Location labeling records:

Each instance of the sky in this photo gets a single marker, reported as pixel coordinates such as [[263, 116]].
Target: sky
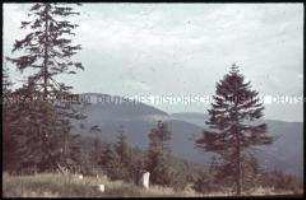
[[154, 51]]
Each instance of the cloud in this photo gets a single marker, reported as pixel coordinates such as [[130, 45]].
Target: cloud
[[183, 48]]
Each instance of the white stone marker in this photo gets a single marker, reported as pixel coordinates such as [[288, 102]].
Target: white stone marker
[[101, 187], [145, 180]]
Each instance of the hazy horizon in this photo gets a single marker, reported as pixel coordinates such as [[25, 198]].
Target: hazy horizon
[[183, 50]]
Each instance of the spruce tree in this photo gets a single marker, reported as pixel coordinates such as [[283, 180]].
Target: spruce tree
[[235, 123], [159, 153], [46, 51]]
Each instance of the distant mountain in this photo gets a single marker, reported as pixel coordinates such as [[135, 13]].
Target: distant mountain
[[111, 112]]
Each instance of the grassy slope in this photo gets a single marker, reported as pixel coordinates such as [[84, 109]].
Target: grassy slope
[[56, 185]]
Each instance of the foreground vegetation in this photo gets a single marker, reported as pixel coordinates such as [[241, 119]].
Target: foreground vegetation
[[57, 185]]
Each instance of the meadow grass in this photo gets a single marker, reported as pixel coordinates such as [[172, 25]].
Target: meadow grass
[[58, 185]]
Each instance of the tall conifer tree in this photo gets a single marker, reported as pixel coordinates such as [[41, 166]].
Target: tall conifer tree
[[234, 123], [47, 51]]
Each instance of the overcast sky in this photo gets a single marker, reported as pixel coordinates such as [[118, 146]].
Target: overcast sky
[[183, 49]]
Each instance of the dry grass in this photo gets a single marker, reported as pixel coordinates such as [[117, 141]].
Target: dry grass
[[57, 185]]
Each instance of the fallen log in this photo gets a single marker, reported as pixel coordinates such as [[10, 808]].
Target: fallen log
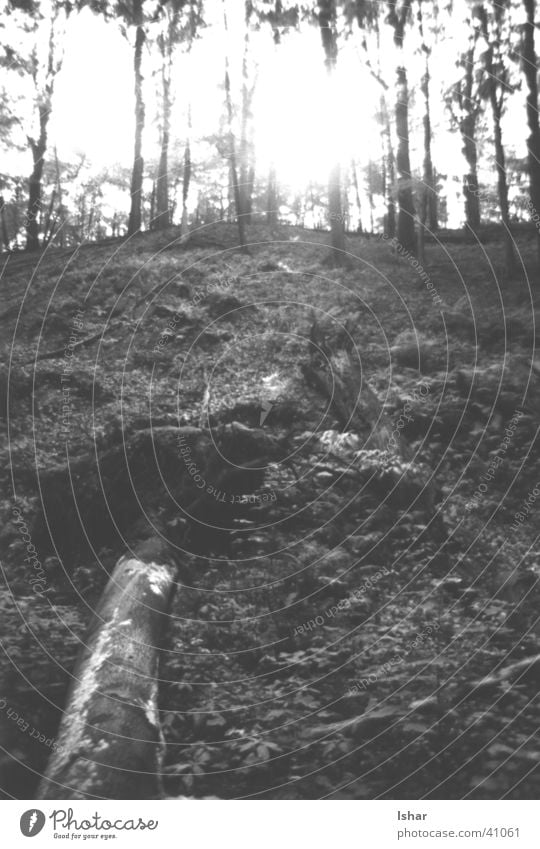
[[110, 742]]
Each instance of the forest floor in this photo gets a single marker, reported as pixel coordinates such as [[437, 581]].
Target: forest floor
[[341, 634]]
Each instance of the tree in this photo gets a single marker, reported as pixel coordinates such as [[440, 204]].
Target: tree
[[429, 193], [41, 60], [464, 103], [180, 22], [326, 17], [233, 167], [530, 70], [398, 17], [246, 147], [494, 31]]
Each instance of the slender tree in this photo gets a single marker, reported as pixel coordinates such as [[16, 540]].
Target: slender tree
[[530, 71], [464, 103], [398, 17], [326, 16], [42, 65], [180, 21], [233, 164], [429, 193], [497, 87]]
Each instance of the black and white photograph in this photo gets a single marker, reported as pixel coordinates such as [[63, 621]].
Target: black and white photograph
[[269, 413]]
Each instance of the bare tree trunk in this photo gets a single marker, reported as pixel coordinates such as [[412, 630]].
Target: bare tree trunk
[[390, 173], [405, 224], [110, 741], [470, 180], [431, 218], [134, 224], [185, 185], [502, 184], [530, 65], [354, 174], [3, 225], [233, 166], [271, 198], [337, 224], [245, 153], [496, 100], [327, 28], [38, 149], [162, 219]]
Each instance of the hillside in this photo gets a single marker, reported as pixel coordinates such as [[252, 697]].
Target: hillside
[[360, 578]]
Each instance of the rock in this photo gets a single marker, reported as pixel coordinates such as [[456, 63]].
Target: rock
[[220, 304], [508, 385], [417, 351]]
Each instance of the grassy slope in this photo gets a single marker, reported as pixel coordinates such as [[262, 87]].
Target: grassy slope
[[253, 704]]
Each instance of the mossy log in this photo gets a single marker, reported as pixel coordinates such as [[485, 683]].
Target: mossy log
[[110, 743]]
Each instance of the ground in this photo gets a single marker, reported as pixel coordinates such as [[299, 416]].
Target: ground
[[358, 617]]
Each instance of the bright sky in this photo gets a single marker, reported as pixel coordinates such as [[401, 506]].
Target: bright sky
[[302, 120]]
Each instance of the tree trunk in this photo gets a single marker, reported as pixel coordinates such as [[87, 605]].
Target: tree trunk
[[431, 218], [3, 225], [245, 148], [134, 224], [185, 185], [533, 142], [271, 198], [327, 26], [390, 173], [469, 106], [354, 174], [110, 741], [38, 149], [162, 219], [470, 180], [337, 224], [233, 167], [405, 225], [502, 185]]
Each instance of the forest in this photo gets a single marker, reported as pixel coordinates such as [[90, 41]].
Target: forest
[[269, 399]]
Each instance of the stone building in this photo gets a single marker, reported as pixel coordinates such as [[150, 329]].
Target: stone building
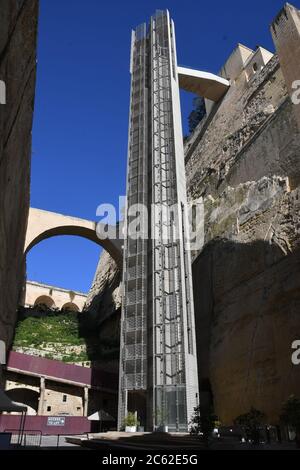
[[42, 295], [53, 388], [243, 165], [17, 70]]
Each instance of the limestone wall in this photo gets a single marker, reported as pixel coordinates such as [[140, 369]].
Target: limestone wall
[[244, 161], [53, 297], [17, 69]]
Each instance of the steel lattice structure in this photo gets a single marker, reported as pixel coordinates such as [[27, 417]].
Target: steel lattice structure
[[158, 366]]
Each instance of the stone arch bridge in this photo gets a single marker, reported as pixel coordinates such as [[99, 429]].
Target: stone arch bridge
[[44, 224]]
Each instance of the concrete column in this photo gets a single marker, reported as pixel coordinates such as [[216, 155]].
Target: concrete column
[[42, 396], [285, 30], [85, 401]]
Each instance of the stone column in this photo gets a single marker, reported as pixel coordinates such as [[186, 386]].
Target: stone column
[[285, 30], [42, 396], [85, 401]]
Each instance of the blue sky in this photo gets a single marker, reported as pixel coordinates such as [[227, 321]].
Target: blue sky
[[82, 99]]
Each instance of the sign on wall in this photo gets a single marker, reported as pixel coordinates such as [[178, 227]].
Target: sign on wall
[[56, 421]]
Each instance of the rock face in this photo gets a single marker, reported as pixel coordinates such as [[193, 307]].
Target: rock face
[[104, 297], [17, 69], [243, 160]]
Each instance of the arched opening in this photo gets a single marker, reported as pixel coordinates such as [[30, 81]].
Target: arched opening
[[70, 307], [44, 302], [25, 396]]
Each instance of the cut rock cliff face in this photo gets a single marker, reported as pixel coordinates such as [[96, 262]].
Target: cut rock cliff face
[[245, 166]]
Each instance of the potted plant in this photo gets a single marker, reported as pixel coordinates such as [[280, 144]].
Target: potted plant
[[131, 422], [291, 416], [161, 419]]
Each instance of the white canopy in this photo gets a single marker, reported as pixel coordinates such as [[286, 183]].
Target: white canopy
[[6, 404]]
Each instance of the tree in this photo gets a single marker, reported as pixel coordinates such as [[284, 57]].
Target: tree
[[197, 114], [291, 415], [203, 423], [251, 422]]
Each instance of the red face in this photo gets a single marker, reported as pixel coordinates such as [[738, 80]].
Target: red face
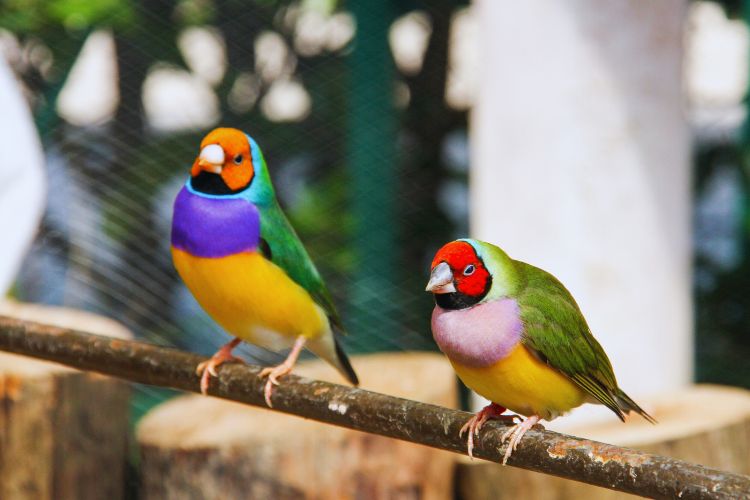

_Direction_:
Put everything from the line that contains "Each instance of the stone building" down through the line that contains "[[42, 295], [53, 388], [243, 165], [17, 70]]" into a two-column CSV with the columns "request" and "points". Each row should hold one request's text and its answer in two quoted fields, with line breaks replaced by spaces and the pictures left out.

_Exercise answer_:
request,points
"Each instance of the stone building in this photo gets a single marker, reported as pixel coordinates such as [[150, 329]]. Target: stone building","[[42, 295], [53, 388], [243, 165], [17, 70]]"